(Texte étudié)
++++++++++++++++++++
Alors que le nombre de spécialistes a augmenté de 1.4% entre 2017 et 2022, la médecine générale, elle, a perdu près de 5% de ses forces vives. Dans ce contexte de crise démographique, comment assurer la prise en charge des patients en ALD ? "La solution, c'est de rendre le métier de généraliste attractif. On en revient toujours à la même chose… Mais les moyens ne sont pas mis", déplore Frédéric Villeneuve. Entre les jeunes diplômés qui n'exercent pas et les praticiens expérimentés qui se reconvertissent, "il y a une réserve de plusieurs milliers de généralistes qui s'installeraient si les conditions étaient attractives", soutient-il.
++++++++++++++++++++
(Données fournies)
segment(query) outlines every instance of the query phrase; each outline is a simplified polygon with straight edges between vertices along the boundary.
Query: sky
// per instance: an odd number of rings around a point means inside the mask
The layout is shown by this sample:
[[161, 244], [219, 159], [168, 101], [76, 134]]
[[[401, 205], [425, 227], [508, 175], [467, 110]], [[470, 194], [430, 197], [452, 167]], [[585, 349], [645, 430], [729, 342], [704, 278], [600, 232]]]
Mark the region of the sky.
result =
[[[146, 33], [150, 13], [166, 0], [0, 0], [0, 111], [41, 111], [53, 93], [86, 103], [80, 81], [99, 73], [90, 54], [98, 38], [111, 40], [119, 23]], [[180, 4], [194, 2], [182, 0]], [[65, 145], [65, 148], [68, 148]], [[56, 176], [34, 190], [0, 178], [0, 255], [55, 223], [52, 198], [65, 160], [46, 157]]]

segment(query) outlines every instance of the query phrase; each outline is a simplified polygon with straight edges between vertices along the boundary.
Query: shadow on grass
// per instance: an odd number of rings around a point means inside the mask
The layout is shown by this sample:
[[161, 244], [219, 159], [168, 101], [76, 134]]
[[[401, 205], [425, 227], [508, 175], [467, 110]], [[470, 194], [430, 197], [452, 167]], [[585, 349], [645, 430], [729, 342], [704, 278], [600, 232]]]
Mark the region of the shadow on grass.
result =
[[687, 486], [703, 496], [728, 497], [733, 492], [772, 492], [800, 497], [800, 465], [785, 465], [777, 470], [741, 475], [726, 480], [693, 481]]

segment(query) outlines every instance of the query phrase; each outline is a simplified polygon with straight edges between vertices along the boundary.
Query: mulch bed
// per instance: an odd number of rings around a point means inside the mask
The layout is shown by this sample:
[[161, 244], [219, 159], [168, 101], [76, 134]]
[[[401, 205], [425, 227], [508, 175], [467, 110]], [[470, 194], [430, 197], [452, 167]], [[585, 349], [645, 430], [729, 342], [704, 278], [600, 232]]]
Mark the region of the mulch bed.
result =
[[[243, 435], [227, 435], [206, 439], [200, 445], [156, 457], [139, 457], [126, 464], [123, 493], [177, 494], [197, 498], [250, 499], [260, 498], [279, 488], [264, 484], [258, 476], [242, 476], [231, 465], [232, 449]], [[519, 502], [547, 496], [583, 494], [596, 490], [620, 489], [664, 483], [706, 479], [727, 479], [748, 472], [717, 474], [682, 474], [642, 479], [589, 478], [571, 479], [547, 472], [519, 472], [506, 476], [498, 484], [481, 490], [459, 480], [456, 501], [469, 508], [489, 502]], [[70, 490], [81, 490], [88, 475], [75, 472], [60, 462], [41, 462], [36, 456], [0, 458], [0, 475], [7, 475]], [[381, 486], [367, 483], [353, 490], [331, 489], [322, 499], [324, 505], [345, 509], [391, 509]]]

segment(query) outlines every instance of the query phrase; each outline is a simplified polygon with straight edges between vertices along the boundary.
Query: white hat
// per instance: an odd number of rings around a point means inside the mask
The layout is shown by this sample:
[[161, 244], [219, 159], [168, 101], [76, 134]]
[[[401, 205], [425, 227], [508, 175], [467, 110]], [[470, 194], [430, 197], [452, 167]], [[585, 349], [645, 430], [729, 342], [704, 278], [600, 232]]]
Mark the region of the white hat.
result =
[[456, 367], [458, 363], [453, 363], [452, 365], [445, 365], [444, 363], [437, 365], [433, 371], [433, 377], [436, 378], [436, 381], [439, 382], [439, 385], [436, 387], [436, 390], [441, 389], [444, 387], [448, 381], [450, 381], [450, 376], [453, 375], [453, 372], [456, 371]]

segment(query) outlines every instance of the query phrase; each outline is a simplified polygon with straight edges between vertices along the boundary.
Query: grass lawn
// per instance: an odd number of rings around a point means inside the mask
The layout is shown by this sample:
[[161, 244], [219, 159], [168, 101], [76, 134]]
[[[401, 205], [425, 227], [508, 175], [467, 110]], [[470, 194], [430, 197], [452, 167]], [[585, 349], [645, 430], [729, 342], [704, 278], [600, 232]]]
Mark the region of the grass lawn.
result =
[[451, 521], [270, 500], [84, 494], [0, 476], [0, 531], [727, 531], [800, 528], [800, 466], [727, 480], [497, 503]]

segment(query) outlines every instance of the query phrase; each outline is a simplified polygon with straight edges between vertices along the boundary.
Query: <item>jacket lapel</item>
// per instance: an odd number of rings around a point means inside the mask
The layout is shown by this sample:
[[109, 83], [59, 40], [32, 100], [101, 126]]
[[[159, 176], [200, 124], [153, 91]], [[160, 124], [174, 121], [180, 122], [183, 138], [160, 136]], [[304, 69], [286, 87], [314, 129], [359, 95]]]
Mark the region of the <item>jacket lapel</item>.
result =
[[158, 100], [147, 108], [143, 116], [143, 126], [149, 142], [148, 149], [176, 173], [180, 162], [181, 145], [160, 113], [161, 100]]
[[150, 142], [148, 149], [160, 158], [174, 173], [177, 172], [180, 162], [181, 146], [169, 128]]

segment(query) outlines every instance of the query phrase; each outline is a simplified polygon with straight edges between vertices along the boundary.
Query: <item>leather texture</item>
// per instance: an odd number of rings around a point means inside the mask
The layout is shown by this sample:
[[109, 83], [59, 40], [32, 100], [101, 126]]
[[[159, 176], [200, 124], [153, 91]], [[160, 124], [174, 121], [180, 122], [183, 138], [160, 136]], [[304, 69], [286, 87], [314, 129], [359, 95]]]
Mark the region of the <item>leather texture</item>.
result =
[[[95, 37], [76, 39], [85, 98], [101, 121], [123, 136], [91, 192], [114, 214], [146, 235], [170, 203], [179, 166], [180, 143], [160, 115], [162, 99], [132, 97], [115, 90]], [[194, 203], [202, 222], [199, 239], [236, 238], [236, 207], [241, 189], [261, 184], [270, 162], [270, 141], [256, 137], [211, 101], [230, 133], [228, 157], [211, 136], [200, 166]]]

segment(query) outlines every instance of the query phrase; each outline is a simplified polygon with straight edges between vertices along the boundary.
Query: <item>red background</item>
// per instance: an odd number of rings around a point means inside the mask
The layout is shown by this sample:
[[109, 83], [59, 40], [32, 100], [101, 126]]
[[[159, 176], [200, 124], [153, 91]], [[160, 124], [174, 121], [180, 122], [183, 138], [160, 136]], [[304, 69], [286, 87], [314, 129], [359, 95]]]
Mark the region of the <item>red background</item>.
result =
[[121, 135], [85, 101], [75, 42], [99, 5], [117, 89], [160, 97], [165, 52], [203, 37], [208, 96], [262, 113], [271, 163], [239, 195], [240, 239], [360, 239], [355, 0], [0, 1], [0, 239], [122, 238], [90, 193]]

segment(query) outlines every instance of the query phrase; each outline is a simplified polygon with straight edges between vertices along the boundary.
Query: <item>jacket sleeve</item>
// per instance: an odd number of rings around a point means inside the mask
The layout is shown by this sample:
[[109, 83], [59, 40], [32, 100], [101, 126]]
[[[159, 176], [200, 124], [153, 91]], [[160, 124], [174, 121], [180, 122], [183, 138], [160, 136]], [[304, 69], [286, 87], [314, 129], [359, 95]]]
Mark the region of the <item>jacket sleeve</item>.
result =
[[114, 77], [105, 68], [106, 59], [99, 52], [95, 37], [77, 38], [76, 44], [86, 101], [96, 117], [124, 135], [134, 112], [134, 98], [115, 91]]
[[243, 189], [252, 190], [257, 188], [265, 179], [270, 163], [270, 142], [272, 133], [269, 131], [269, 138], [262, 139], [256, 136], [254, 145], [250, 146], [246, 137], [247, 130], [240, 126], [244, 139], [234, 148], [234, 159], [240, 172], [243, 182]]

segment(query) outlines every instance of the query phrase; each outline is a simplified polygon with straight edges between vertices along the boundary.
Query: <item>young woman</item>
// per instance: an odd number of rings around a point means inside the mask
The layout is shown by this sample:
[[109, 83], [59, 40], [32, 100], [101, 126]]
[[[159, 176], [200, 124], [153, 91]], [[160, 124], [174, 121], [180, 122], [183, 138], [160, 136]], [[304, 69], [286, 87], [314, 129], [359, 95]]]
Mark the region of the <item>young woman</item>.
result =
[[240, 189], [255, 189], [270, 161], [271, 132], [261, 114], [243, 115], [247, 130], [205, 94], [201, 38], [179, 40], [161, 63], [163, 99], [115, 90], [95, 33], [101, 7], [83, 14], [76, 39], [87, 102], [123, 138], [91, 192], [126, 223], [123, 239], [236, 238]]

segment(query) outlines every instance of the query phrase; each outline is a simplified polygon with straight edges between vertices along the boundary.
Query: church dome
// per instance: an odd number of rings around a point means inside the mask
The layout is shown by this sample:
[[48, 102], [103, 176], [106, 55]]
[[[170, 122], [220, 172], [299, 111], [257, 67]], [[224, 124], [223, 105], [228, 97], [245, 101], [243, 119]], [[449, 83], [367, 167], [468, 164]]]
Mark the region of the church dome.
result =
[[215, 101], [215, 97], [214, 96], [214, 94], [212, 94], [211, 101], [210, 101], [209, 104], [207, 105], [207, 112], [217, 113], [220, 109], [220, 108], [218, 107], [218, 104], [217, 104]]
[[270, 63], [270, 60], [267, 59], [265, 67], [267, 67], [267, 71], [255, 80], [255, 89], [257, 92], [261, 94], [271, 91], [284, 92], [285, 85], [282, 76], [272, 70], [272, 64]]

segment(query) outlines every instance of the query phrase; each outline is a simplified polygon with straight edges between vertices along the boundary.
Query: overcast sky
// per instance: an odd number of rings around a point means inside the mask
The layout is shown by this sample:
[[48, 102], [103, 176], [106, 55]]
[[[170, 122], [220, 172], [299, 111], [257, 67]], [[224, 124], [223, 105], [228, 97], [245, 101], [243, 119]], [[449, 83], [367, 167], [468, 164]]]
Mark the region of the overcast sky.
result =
++++++++++++++++++++
(Consigne de l'exercice)
D'après le texte étudié, quelle a été la hausse du nombre de spécialistes entre 2017 et 2022 ? Les données fournies n'interviennent pas dans cet exercice.

(Réponse attendue)
Le nombre de spécialistes a augmenté de 1.4% entre 2017 et 2022.